### To be done
Print the stretch of the post about choosing colleges from "Quotes from Angel" through "whom are famous.", word for word.

# Document start

@skate17: Be an independent and critical thinker. Why not create your own [color=blue]T20/color based on your own observations, factors of evaluation and methodology? You may be surprised your list is quite different from other known rankings.
Quotes from Angel Chernoff in the 18 Important Reminders About Living Up to People’s Expectations
“Your needs matter. Don’t ignore them. Sometimes you have to do what’s best for you and your life, not what’s best for everyone else.”
“Rather than being confined by opinions, you need to create your own reality.”
Here’s how I think about it. Each college is a community and an institution with its own personality, its own strengths and weaknesses, and its own charms. They’re kind of like people you don’t know yet, only a very few of whom are famous.
When you want to get into a relationship, it might seem at first as if no regular person could possibly measure up to the famous people you feel like you “know” from TV and in movies. People you haven’t heard of before don’t seem all that special until you get to know them, and they don’t come with the ego-boost of dating someone famous. But once you start getting to know people, you’re likely to find friends and even romantic partners that are amazing and turn out to be all you ever hoped for.
In my view, not being able to see the charms of any colleges but the handful of most-famous ones is like refusing to date at all unless you can date a celebrity. (And sometimes the truth is that you’d be far better off with a regular person!)

# Document end
# Records supplied start

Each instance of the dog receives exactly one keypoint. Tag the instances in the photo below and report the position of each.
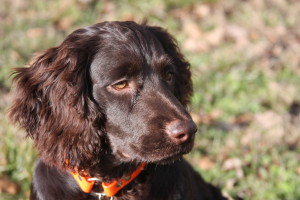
(106, 110)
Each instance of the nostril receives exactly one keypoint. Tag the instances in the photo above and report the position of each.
(180, 131)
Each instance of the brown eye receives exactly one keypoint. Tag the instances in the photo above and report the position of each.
(120, 85)
(169, 76)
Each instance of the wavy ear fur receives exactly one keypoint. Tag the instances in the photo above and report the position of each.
(55, 106)
(184, 87)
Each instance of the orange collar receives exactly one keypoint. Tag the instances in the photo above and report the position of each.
(110, 188)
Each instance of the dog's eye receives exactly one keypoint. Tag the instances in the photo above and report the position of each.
(120, 85)
(169, 76)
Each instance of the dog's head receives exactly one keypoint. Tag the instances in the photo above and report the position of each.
(115, 89)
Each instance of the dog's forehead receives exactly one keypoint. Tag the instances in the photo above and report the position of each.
(113, 61)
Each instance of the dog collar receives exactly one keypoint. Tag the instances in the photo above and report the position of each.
(110, 188)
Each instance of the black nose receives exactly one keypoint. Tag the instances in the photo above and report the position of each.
(181, 131)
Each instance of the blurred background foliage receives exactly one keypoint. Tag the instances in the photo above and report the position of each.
(245, 57)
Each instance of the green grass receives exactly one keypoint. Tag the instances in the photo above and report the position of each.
(250, 70)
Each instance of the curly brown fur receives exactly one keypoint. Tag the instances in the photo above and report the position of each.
(70, 102)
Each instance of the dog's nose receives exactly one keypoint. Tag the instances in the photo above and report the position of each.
(180, 131)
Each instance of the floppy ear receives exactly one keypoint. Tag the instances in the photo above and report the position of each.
(53, 103)
(183, 84)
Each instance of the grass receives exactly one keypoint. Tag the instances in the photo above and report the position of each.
(245, 63)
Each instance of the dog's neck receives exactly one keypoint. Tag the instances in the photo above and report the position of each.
(110, 188)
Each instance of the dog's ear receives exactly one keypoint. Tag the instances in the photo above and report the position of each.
(53, 102)
(183, 87)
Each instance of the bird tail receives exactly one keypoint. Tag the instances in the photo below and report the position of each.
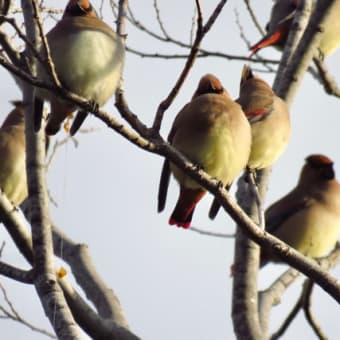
(268, 40)
(183, 212)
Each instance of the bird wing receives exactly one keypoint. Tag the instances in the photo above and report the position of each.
(163, 185)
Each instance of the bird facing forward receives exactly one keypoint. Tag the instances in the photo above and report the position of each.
(308, 217)
(88, 57)
(280, 22)
(213, 133)
(268, 116)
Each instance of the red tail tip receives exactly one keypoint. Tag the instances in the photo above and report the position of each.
(185, 225)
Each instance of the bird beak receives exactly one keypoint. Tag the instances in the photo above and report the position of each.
(247, 73)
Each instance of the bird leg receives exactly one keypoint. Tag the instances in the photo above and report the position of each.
(67, 122)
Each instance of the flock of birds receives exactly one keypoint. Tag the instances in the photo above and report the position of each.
(220, 135)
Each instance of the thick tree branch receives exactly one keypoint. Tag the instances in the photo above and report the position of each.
(96, 326)
(78, 257)
(17, 274)
(45, 280)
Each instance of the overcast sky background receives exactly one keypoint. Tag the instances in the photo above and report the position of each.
(172, 283)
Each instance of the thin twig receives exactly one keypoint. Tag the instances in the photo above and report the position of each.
(327, 80)
(210, 233)
(253, 18)
(307, 308)
(200, 33)
(46, 49)
(14, 315)
(158, 17)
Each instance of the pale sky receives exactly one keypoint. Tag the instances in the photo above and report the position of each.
(172, 283)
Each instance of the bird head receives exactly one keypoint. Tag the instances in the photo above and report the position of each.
(209, 84)
(317, 168)
(77, 8)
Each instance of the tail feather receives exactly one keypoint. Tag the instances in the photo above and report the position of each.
(268, 40)
(183, 212)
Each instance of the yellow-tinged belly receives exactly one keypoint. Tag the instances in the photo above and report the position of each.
(88, 63)
(316, 236)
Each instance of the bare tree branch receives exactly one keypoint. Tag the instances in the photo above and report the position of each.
(327, 80)
(210, 233)
(14, 315)
(200, 33)
(307, 307)
(253, 18)
(24, 276)
(45, 280)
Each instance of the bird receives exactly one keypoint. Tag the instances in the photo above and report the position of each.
(13, 180)
(308, 217)
(213, 133)
(280, 22)
(88, 57)
(269, 119)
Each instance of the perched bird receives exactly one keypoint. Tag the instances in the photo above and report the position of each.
(281, 20)
(307, 218)
(212, 132)
(13, 155)
(268, 116)
(88, 57)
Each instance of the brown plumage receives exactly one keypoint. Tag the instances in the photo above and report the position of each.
(13, 155)
(308, 217)
(268, 116)
(212, 132)
(88, 57)
(280, 22)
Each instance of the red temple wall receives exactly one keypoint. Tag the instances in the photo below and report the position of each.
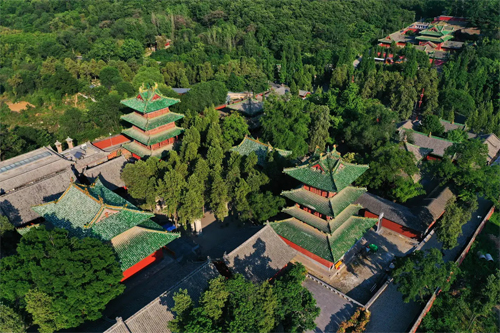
(323, 193)
(153, 257)
(311, 211)
(111, 141)
(161, 128)
(311, 255)
(394, 226)
(156, 113)
(163, 143)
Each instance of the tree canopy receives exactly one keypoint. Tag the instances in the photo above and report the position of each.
(60, 281)
(237, 305)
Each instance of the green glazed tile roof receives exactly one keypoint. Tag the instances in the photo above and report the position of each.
(435, 39)
(331, 248)
(308, 218)
(305, 236)
(334, 176)
(148, 124)
(149, 140)
(98, 190)
(346, 197)
(351, 231)
(328, 206)
(80, 209)
(349, 212)
(309, 199)
(249, 107)
(442, 30)
(149, 101)
(140, 241)
(249, 145)
(118, 223)
(141, 151)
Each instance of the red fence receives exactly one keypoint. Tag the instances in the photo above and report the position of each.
(110, 141)
(459, 261)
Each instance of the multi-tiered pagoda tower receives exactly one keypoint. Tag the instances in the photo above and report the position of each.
(153, 125)
(324, 224)
(96, 211)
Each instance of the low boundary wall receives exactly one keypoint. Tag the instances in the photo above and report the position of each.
(459, 261)
(327, 286)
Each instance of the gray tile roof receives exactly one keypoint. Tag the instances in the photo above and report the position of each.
(25, 169)
(437, 145)
(392, 211)
(261, 256)
(154, 317)
(181, 91)
(452, 44)
(16, 205)
(417, 218)
(493, 143)
(110, 173)
(419, 152)
(434, 205)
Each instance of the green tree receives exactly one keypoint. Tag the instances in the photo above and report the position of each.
(234, 128)
(170, 189)
(456, 214)
(419, 274)
(109, 76)
(11, 321)
(320, 126)
(147, 76)
(457, 135)
(464, 165)
(219, 196)
(193, 200)
(263, 206)
(5, 225)
(238, 305)
(432, 124)
(141, 179)
(390, 173)
(285, 124)
(131, 48)
(60, 281)
(297, 309)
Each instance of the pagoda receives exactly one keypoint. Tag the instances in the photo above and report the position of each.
(153, 125)
(96, 211)
(324, 225)
(436, 33)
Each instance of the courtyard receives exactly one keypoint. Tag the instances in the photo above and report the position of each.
(367, 272)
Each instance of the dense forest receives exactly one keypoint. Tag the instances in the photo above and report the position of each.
(55, 51)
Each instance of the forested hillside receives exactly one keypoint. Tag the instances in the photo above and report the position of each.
(53, 50)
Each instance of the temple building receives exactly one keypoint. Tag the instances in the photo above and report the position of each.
(96, 211)
(324, 225)
(153, 128)
(249, 145)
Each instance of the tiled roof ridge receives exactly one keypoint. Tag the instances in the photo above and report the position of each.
(332, 221)
(36, 181)
(56, 200)
(344, 225)
(163, 232)
(292, 190)
(153, 302)
(304, 223)
(262, 230)
(432, 136)
(453, 123)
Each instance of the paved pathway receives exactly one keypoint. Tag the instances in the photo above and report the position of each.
(389, 312)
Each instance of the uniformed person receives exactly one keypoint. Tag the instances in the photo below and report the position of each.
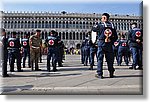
(26, 50)
(52, 43)
(82, 52)
(115, 48)
(14, 48)
(41, 52)
(35, 44)
(92, 54)
(60, 51)
(107, 35)
(123, 50)
(135, 37)
(87, 49)
(4, 52)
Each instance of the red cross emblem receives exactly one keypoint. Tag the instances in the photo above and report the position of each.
(138, 34)
(24, 43)
(124, 44)
(51, 42)
(108, 32)
(11, 44)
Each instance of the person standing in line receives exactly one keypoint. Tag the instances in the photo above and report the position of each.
(135, 36)
(4, 52)
(35, 44)
(107, 35)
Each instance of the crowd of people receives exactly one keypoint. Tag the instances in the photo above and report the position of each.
(107, 43)
(14, 48)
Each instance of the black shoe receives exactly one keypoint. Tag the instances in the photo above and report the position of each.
(119, 64)
(111, 75)
(37, 69)
(139, 68)
(11, 70)
(54, 70)
(6, 75)
(48, 70)
(91, 67)
(130, 67)
(99, 76)
(20, 70)
(60, 65)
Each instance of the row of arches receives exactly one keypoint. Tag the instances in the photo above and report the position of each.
(60, 24)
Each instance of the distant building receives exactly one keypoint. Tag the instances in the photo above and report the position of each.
(72, 27)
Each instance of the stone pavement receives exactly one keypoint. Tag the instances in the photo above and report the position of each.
(73, 78)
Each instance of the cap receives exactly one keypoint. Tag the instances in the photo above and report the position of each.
(106, 14)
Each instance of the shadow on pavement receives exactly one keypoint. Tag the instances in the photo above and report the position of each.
(7, 89)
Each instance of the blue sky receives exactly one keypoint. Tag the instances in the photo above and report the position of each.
(122, 8)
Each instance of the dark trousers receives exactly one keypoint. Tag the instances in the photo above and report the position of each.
(4, 62)
(108, 51)
(26, 53)
(82, 55)
(123, 52)
(87, 55)
(92, 53)
(34, 55)
(52, 53)
(14, 54)
(136, 56)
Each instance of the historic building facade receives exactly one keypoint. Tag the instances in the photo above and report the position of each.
(72, 27)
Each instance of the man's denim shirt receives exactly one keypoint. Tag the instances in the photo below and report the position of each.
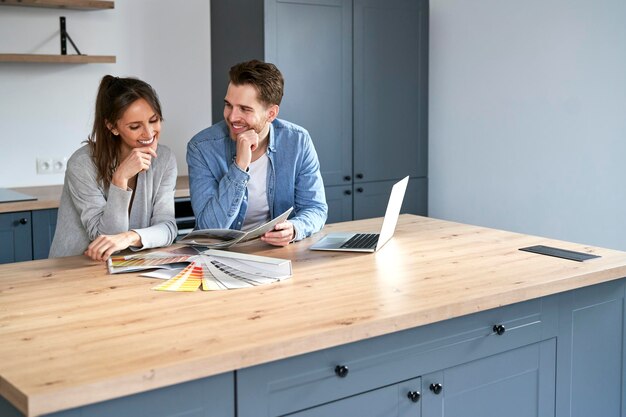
(218, 186)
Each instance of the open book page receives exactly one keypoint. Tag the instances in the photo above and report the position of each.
(167, 259)
(222, 270)
(264, 228)
(223, 238)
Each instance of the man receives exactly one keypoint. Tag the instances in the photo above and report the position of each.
(251, 167)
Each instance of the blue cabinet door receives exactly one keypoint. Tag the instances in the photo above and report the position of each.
(16, 242)
(516, 383)
(44, 226)
(398, 400)
(339, 200)
(591, 352)
(310, 41)
(390, 89)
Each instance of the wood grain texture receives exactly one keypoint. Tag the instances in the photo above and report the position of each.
(58, 59)
(49, 196)
(73, 335)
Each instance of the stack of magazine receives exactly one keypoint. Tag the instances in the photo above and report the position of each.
(187, 269)
(224, 238)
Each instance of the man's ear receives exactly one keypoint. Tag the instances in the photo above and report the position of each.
(272, 112)
(111, 128)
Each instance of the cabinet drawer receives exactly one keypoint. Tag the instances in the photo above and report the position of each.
(304, 381)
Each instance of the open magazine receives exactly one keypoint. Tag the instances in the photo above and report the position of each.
(223, 238)
(186, 269)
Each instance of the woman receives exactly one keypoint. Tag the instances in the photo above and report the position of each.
(119, 188)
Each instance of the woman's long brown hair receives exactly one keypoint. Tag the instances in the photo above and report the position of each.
(115, 95)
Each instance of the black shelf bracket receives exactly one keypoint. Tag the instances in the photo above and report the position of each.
(65, 37)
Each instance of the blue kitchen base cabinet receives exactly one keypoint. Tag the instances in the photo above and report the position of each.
(16, 242)
(561, 355)
(26, 235)
(433, 370)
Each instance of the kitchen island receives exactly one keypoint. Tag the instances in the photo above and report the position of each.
(441, 304)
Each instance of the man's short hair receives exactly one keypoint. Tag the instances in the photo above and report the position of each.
(263, 76)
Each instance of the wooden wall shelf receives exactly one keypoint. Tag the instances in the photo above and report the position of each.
(58, 59)
(61, 4)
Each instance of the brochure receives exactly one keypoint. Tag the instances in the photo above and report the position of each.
(224, 238)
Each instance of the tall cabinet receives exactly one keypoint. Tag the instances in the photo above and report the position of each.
(356, 76)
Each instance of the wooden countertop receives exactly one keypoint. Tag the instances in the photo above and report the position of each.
(49, 196)
(73, 335)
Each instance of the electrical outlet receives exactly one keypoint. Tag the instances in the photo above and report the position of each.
(54, 165)
(44, 166)
(59, 165)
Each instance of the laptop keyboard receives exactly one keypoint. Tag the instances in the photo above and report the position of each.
(362, 241)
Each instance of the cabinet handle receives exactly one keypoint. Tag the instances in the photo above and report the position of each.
(436, 388)
(414, 396)
(341, 371)
(499, 329)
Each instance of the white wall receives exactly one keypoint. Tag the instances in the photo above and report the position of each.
(528, 116)
(47, 109)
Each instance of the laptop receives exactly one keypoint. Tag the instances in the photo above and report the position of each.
(368, 242)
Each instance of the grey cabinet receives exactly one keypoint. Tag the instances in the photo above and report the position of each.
(356, 76)
(44, 226)
(26, 235)
(591, 352)
(16, 242)
(377, 377)
(515, 383)
(398, 400)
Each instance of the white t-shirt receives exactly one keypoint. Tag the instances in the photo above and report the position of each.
(258, 209)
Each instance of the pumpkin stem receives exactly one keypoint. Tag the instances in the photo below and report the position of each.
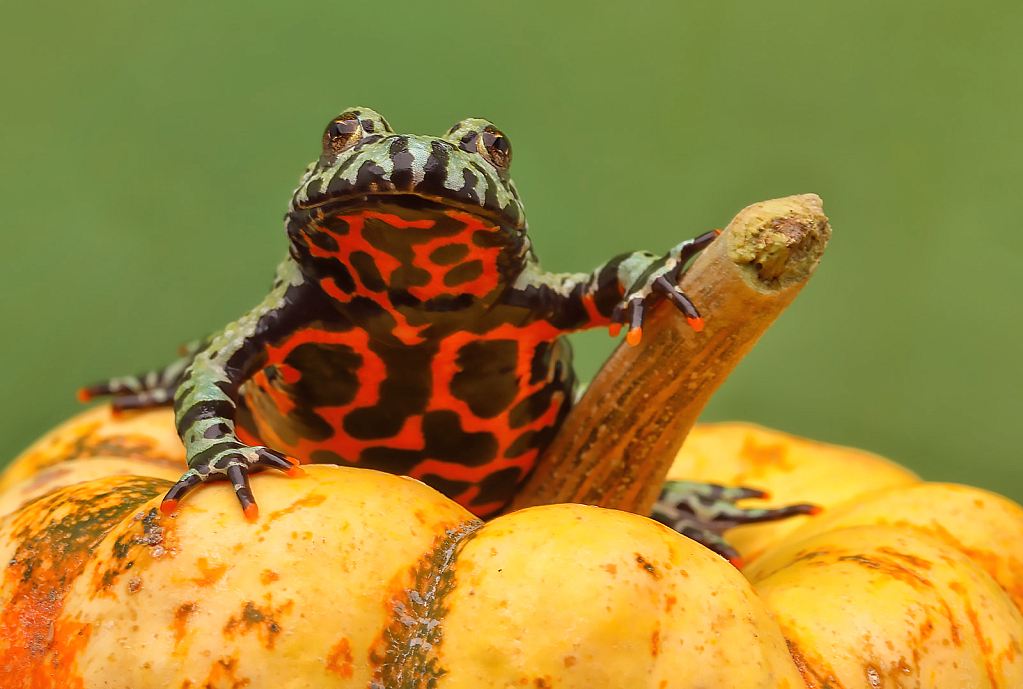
(618, 443)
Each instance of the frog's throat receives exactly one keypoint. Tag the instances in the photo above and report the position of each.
(341, 202)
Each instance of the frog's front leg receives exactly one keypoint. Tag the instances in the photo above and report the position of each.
(152, 388)
(655, 280)
(206, 401)
(621, 290)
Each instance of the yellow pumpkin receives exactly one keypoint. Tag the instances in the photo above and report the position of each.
(357, 579)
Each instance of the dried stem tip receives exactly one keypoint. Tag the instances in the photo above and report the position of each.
(617, 445)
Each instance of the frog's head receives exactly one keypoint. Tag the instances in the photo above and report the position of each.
(363, 159)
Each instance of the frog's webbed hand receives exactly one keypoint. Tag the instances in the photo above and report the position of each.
(206, 401)
(152, 388)
(704, 511)
(619, 291)
(656, 280)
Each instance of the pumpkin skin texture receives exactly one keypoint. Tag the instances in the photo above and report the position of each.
(91, 445)
(352, 578)
(792, 469)
(589, 597)
(984, 526)
(883, 606)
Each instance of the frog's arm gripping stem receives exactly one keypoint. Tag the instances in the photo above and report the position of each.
(619, 290)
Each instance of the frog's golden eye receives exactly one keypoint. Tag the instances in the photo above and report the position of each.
(495, 147)
(342, 134)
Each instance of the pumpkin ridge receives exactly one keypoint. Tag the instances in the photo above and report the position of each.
(406, 655)
(56, 536)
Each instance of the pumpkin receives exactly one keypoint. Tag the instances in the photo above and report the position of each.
(357, 579)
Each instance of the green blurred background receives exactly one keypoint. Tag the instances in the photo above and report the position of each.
(149, 148)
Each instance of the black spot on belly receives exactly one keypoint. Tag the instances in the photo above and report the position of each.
(321, 239)
(486, 377)
(336, 224)
(404, 392)
(498, 487)
(328, 374)
(299, 423)
(532, 407)
(390, 459)
(539, 365)
(327, 457)
(466, 272)
(367, 271)
(446, 441)
(370, 423)
(448, 255)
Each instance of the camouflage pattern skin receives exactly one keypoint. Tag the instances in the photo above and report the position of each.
(410, 329)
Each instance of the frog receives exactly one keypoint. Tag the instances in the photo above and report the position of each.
(410, 329)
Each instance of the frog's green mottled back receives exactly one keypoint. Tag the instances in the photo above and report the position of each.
(410, 329)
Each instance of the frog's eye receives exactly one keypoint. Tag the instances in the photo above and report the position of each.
(342, 134)
(495, 147)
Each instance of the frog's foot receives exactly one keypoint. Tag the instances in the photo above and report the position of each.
(153, 388)
(704, 511)
(658, 281)
(230, 461)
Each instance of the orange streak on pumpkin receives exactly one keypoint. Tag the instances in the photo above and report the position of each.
(339, 660)
(56, 537)
(210, 573)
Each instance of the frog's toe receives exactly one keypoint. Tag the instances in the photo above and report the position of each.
(185, 484)
(233, 463)
(633, 311)
(238, 475)
(663, 286)
(272, 459)
(704, 511)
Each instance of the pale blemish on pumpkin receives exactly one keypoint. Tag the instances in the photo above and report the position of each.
(223, 673)
(764, 458)
(669, 602)
(312, 500)
(263, 619)
(655, 641)
(339, 660)
(181, 621)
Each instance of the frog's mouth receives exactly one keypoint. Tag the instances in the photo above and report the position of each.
(426, 204)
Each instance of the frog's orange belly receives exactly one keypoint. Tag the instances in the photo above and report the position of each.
(468, 415)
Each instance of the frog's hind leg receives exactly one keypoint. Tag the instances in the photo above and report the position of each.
(152, 388)
(704, 511)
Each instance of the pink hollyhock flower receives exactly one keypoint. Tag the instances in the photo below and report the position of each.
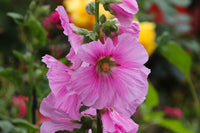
(173, 112)
(125, 11)
(58, 119)
(90, 111)
(58, 76)
(74, 39)
(114, 122)
(76, 62)
(20, 102)
(115, 75)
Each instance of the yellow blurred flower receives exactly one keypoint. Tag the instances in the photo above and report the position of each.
(78, 14)
(148, 36)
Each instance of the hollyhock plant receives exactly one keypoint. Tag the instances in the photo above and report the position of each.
(173, 112)
(115, 75)
(74, 39)
(125, 11)
(148, 36)
(58, 119)
(20, 102)
(76, 10)
(114, 122)
(58, 76)
(132, 29)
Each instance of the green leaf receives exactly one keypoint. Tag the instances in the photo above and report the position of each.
(6, 126)
(18, 18)
(154, 116)
(177, 56)
(152, 98)
(25, 124)
(174, 125)
(11, 75)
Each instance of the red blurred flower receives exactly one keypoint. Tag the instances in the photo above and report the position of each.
(20, 102)
(173, 112)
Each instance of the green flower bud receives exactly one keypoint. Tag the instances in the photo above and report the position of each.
(110, 29)
(102, 19)
(90, 8)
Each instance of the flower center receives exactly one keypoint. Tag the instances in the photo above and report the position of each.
(105, 64)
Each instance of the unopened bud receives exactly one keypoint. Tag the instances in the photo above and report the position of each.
(90, 8)
(103, 19)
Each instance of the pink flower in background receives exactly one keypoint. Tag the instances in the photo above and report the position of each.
(20, 102)
(115, 75)
(125, 11)
(173, 112)
(74, 39)
(58, 119)
(114, 122)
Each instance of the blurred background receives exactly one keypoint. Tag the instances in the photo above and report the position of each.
(170, 32)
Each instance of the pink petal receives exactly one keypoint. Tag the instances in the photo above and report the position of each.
(125, 11)
(114, 122)
(76, 62)
(57, 75)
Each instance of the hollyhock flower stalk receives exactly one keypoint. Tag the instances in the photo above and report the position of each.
(125, 11)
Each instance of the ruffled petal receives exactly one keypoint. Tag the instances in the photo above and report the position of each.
(58, 74)
(114, 122)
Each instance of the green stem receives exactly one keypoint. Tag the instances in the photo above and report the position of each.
(99, 123)
(196, 102)
(97, 13)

# Records supplied end

### Solved exercise
Quotes from Angel Chernoff in the 18 Important Reminders About Living Up to People’s Expectations
“Your needs matter. Don’t ignore them. Sometimes you have to do what’s best for you and your life, not what’s best for everyone else.”
“Rather than being confined by opinions, you need to create your own reality.”
Here’s how I think about it. Each college is a community and an institution with its own personality, its own strengths and weaknesses, and its own charms. They’re kind of like people you don’t know yet, only a very few of whom are famous.